EXERCICE ÉCRIT 1: Extrayez en entier le texte sur le terrorisme en RCA, sans y changer quoi que ce soit.

L'étude a été élaborée à partir de données secondaires provenant de revues journalistiques et d'ouvrages. L'analyse des précédents chercheurs a été utilisée pour enrichir le contenu de l'étude. Cet article est important parce qu'il rompt avec l'explication simpliste du terrorisme en RCA en tant que simple phénomène religieux et idéologique. Il s'interroge sur la manière dont une population appauvrie peut posséder les capacités nécessaires au terrorisme et contribue à l'argument d’un terrorisme qui serait parrainé par l'État. Le document soutient que les insuffisances des institutions de l'État, une économie médiocre et un dispositif de sécurité en déroute permettent à une population appauvrie d'utiliser le terrorisme pour exiger la responsabilité politique du gouvernement et un changement. L'argumentation du document est structurée en deux parties. La première partie donne une vue d'ensemble de la RCA, clarifie et analyse les concepts de terrorisme, de fragilité de l'État et d'anormalité, et la deuxième partie s’interesse aux liens entre le terrorisme, la fragilité de l'État et l'anormalité en RCA, avant de conclure.

EXERCICE ÉCRIT 2: Filtrez les enregistrements ci-dessous en recopiant chaque ligne qui contient la chaîne « white ». La casse compte.

Quelques enregistrements:
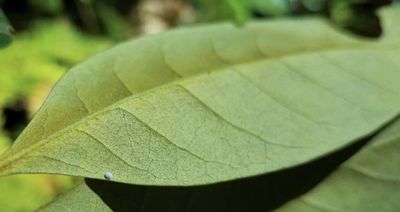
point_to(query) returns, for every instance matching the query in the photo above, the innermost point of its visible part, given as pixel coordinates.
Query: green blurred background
(41, 39)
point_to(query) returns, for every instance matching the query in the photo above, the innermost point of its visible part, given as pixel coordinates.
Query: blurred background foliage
(50, 36)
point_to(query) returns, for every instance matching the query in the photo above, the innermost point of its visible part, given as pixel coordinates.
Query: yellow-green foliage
(41, 56)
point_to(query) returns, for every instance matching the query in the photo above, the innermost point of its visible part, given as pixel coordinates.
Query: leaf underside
(310, 86)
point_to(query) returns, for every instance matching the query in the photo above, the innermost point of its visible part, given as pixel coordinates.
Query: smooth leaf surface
(257, 194)
(370, 181)
(211, 104)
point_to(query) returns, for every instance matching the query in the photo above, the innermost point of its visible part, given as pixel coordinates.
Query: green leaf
(79, 198)
(210, 104)
(5, 36)
(370, 181)
(261, 193)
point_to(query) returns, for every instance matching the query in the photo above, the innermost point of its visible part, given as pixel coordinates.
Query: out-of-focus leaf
(78, 199)
(5, 36)
(314, 5)
(211, 104)
(23, 193)
(239, 10)
(370, 181)
(271, 7)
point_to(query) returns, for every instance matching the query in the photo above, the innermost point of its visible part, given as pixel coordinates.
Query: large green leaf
(370, 181)
(210, 104)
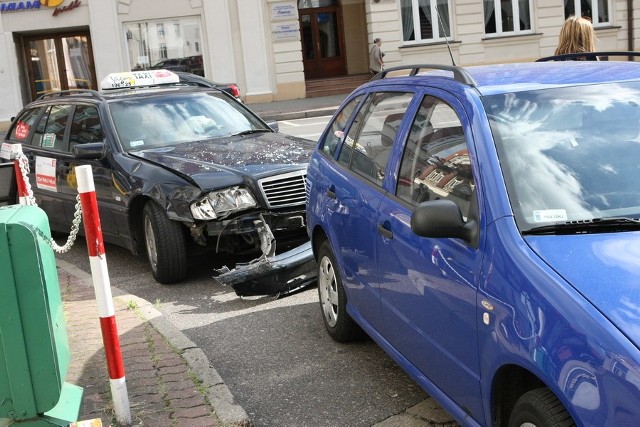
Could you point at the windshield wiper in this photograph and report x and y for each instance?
(251, 131)
(595, 225)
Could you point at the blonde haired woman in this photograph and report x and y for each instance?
(576, 36)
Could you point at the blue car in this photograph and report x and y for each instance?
(482, 225)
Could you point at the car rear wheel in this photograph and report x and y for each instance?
(333, 299)
(539, 408)
(165, 244)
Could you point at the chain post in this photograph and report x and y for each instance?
(22, 170)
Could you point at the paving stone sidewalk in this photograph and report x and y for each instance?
(163, 390)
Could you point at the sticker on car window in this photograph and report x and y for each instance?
(46, 173)
(22, 130)
(48, 140)
(550, 215)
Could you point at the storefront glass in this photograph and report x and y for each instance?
(60, 63)
(174, 44)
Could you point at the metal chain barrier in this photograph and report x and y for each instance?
(23, 162)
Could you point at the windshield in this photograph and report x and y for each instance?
(171, 119)
(569, 154)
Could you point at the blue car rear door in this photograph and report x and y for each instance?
(428, 285)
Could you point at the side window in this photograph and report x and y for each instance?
(24, 124)
(435, 163)
(51, 127)
(369, 142)
(85, 126)
(333, 138)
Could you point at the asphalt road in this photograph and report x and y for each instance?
(273, 354)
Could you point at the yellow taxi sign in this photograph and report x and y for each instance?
(138, 78)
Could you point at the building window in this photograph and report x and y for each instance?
(595, 10)
(507, 17)
(146, 47)
(425, 20)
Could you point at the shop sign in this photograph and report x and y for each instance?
(70, 6)
(284, 11)
(286, 31)
(15, 6)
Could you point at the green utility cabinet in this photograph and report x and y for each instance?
(34, 348)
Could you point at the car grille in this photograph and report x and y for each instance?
(285, 190)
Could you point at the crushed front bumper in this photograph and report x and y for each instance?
(272, 275)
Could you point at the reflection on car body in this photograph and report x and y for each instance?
(176, 168)
(493, 248)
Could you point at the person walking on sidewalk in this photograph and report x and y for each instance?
(376, 63)
(577, 36)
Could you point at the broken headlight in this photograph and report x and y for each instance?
(219, 204)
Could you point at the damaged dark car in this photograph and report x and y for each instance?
(176, 168)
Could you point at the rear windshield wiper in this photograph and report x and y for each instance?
(595, 225)
(251, 131)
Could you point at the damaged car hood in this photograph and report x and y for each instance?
(222, 162)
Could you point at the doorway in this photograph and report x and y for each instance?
(59, 62)
(323, 47)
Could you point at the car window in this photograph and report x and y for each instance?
(435, 163)
(369, 141)
(569, 154)
(85, 126)
(51, 127)
(22, 129)
(334, 136)
(153, 122)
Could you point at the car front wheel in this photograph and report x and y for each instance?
(165, 245)
(539, 408)
(333, 299)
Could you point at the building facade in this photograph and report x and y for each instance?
(272, 48)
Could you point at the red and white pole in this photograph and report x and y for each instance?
(23, 191)
(102, 288)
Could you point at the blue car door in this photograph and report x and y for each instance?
(355, 192)
(427, 285)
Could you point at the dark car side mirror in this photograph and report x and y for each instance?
(443, 219)
(90, 151)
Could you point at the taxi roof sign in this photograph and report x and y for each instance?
(133, 79)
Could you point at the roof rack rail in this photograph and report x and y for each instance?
(459, 73)
(591, 56)
(92, 93)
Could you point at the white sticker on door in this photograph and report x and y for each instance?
(46, 173)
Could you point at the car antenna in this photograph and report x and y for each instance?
(446, 39)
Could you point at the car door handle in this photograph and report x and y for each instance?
(331, 192)
(385, 232)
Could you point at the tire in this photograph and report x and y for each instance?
(165, 245)
(539, 408)
(333, 299)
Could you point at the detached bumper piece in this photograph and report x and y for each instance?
(272, 275)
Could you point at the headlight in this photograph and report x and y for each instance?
(219, 204)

CORRIGÉ 1:
L'étude a été élaborée à partir de données secondaires provenant de revues journalistiques et d'ouvrages. L'analyse des précédents chercheurs a été utilisée pour enrichir le contenu de l'étude. Cet article est important parce qu'il rompt avec l'explication simpliste du terrorisme en RCA en tant que simple phénomène religieux et idéologique. Il s'interroge sur la manière dont une population appauvrie peut posséder les capacités nécessaires au terrorisme et contribue à l'argument d’un terrorisme qui serait parrainé par l'État. Le document soutient que les insuffisances des institutions de l'État, une économie médiocre et un dispositif de sécurité en déroute permettent à une population appauvrie d'utiliser le terrorisme pour exiger la responsabilité politique du gouvernement et un changement. L'argumentation du document est structurée en deux parties. La première partie donne une vue d'ensemble de la RCA, clarifie et analyse les concepts de terrorisme, de fragilité de l'État et d'anormalité, et la deuxième partie s’interesse aux liens entre le terrorisme, la fragilité de l'État et l'anormalité en RCA, avant de conclure.

CORRIGÉ 2:
Could you point at the red and white pole in this photograph and report x and y for each instance?
Could you point at the white sticker on door in this photograph and report x and y for each instance?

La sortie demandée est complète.